● **CONSIGNE**
Vers quelles langues, selon le texte présenté, les programmes d'ARTE sont-ils traduits au moyen de sous-titres ? Citez-les toutes.

● **TEXTE PRÉSENTÉ**
La mondialisation amène à repenser les missions nationales de l’Etat et conduit parfois à une « dénationalisation » de certaines fonctions nationales, qui se reconfigurent alors d’une manière nouvelle, comme le souligne Saskia Sassen[1]. Le gouvernement des langues est touché par le phénomène et la Commission Européenne, déjà dotée d’un « cadre européen commun de référence pour les langues »[2], a mis en place, par la voie des ondes, un programme linguistique et une plateforme en ligne européens basés précisément sur la traduction et comprenant deux phases : la traduction de programmes d’ARTE vers l’anglais et l’espagnol, dès novembre 2015, puis en 2017 vers l’italien et le polonais, au moyen de sous-titres, d’une part, et d’autre part, l’expérimentation du « fansubbing », ou « sous-titrage collaboratif », afin de faire entrer d’autres langues, en sus, dans le giron de la plateforme ARTE EUROPE.

● **DONNÉES FOURNIES**
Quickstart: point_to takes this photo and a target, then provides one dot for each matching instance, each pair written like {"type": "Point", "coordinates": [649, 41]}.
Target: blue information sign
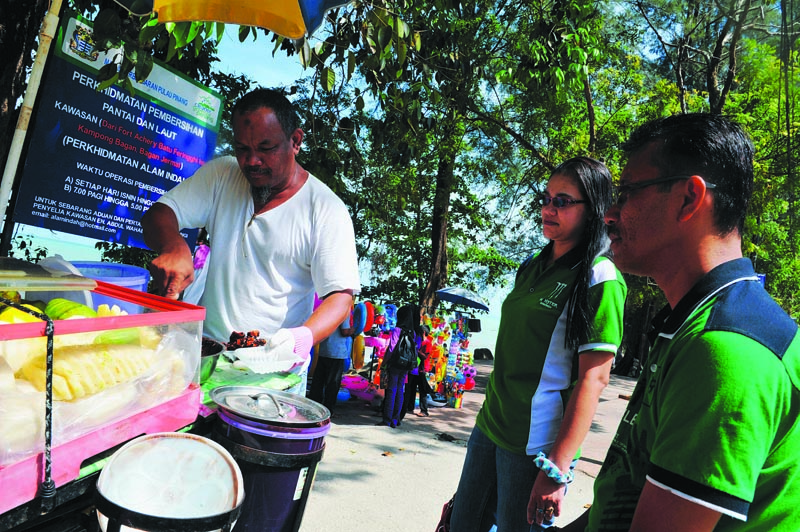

● **RÉPONSE RÉDIGÉE**
L'anglais, l'espagnol, l'italien et le polonais.